**Segmento di testo**
Ad illustrazione del motivo formulava il quesito di diritto ex art. 366 bis c.p.c..

Il motivo risulta inammissibile, non risultando proposta dal L. tale eccezione di decadenza nei precedenti gradi del giudizio, nè questi riproduce o allega, in contrasto col principio dell’autosufficienza, gli eventuali relativi atti.

2. -Con il secondo motivo il ricorrente denuncia violazione e falsa applicazione del D.Lgs. n. 165 del 2001, art. 52 (art. 360 c.p.c., n. 3), deducendone la natura non imperativa in quanto “non concepita per tutelare l’interesse generale”.

Ad illustrazione del motivo formulava il quesito di diritto ex art. 366 bic c.p.c. Il motivo è infondato.

Basterà al riguardo rammentare quanto da ultimo chiarito da questa Corte (Cass. 5 maggio 2010 n. 10829), e cioè che il D.Lgs. n. 29 del 1993, art. 56 come sostituito dal D.Lgs. n. 80 del 1998, art. 25 e poi confluito nel D.Lgs. n. 165 del 2001, art. 52 ha elevato a principio fondamentale, ai sensi dell’art. 117 Cost., il divieto di avanzamenti automatici nell’inquadramento professionale del lavoratore nel pubblico impiego contrattualizzato in conseguenza dello svolgimento di mansioni superiori.

**Cosa si chiede**
Prosegui il brano sui motivi del ricorso partendo dalla sua ultima frase.

**Righe estratte**
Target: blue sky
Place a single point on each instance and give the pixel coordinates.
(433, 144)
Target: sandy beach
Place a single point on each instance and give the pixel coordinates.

**Soluzione**
3. -Con il terzo motivo il L. denuncia violazione e falsa applicazione del D.Lgs. n. 165 del 2001, art. 52 nonchè “violazione o falsa applicazione di norme dei c.c.n.l. di categoria, in relazione all’art. 24 del c.c.n.l. del comparto Università del 9 agosto 2000”.

Lamentava il ricorrente che il citato art. 52 escludeva il diritto alla qualifica superiore sino all’entrata in vigore dei contratti collettivi applicabili alla categoria. Che l’art. 24 del c.c.n.l. 9 agosto 2000 prevedeva la disapplicazione dell’art. 52, comma 6.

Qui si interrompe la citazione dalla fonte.